▶ **Selected excerpt**:
# Sassy Turkey



## Corjack (Jan 29, 2015)

These SS knife blanks tear up a die about every time thread one, and I tried anealing them, but the SS needs to cool a bit slower than my facilities allow for. I screwed the tang up on this on, so I just cut it off an inch, than scored the heck out of the rat tail. Glued it up with West Systems, and then fitted a thin scrap of fine turkish walnut to cover the hole I had ore drilled for the tang. Must say these Sassafras sprouts I am using for handle material are distinctive looking, and a pleasure to work with. I have a good bit more drying right now, and intend to cut some more before the sap comes up in the spring. 




 

 

Am thinking of making Sassafras sprout handles my signiture handle material.

Reactions: Like 5 | EyeCandy! 1 | Way Cool 1


----------



## JR Parks (Jan 29, 2015)

Good looking knife Ron and sassafras is a cool wood.


----------



## manbuckwal (Jan 30, 2015)

Nice work


----------



## robert flynt (Jan 30, 2015)

Corjack said:


> These SS knife blanks tear up a die about every time thread one, and I tried anealing them, but the SS needs to cool a bit slower than my facilities allow for. I screwed the tang up on this on, so I just cut it off an inch, than scored the heck out of the rat tail. Glued it up with West Systems, and then fitted a thin scrap of fine turkish walnut to cover the hole I had ore drilled for the tang. Must say these Sassafras sprouts I am using for handle material are distinctive looking, and a pleasure to work with. I have a good bit more drying right now, and intend to cut some more before the sap comes up in the spring.
> 
> 
> View attachment 70287 View attachment 70288
> ...

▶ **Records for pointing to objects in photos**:
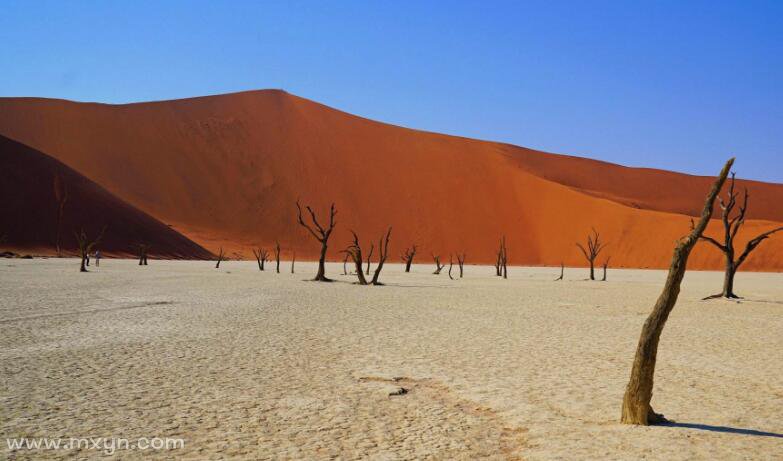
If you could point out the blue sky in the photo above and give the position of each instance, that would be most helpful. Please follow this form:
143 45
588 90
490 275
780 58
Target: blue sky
678 85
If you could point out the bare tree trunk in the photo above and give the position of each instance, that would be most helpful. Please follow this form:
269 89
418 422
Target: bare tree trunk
277 257
438 265
383 250
407 257
221 255
321 234
731 226
728 279
354 250
638 394
372 247
85 247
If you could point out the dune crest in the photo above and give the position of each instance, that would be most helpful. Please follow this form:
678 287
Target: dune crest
227 170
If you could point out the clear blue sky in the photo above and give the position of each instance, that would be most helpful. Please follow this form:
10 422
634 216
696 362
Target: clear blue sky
678 85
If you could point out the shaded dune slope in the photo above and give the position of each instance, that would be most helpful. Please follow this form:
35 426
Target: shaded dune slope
29 210
226 170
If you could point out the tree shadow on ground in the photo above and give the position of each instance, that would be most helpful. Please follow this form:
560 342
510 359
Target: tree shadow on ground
723 429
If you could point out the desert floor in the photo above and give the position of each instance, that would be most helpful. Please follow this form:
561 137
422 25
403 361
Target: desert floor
247 364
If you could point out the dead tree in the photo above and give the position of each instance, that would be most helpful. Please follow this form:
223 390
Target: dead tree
354 251
407 257
636 402
61 196
372 247
143 248
594 247
438 265
221 257
277 256
606 264
503 258
321 234
731 226
383 253
261 257
86 245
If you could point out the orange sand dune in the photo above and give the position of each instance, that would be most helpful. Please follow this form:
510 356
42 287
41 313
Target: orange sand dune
226 170
29 210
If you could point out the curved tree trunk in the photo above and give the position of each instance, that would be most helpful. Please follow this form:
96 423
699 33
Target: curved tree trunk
638 394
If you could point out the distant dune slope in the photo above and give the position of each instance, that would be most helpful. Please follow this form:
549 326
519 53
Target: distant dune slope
226 170
28 210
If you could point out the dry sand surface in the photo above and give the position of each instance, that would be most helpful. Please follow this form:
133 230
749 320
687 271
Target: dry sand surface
243 364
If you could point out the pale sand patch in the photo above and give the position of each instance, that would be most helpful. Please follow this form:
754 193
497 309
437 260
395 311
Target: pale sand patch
259 365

▶ **What this exercise asks**:
a - List the usernames of everyone who posted in the forum thread.
b - Write out the entries again, starting with the line that contains "If you could point out the dead" and continuing through the last line of the entries.
The forum thread and the entries come from unrelated sources.

▶ **Correct answers**:
a -
Corjack
JR Parks
manbuckwal
robert flynt

b -
If you could point out the dead tree in the photo above and give the position of each instance, that would be most helpful. Please follow this form:
223 390
Target: dead tree
354 251
407 257
636 402
61 196
372 247
143 248
594 247
438 265
221 257
277 256
606 264
503 258
321 234
731 226
383 253
261 257
86 245
If you could point out the orange sand dune in the photo above and give the position of each instance, that would be most helpful. Please follow this form:
510 356
42 287
41 313
Target: orange sand dune
226 170
29 210
If you could point out the curved tree trunk in the photo above and give the position of each instance, that would be most helpful. Please follow this form:
96 423
699 33
Target: curved tree trunk
638 394
If you could point out the distant dune slope in the photo above and give the position of each instance, that would be most helpful. Please follow this form:
549 326
519 53
Target: distant dune slope
226 170
28 210
If you could point out the dry sand surface in the photo above and give the position of each instance, that would be most helpful. Please follow this form:
133 230
749 320
687 271
Target: dry sand surface
243 364
If you could point out the pale sand patch in the photo above and give the position of each instance, that would be most helpful. Please follow this form:
754 193
497 309
437 260
395 311
Target: pale sand patch
259 365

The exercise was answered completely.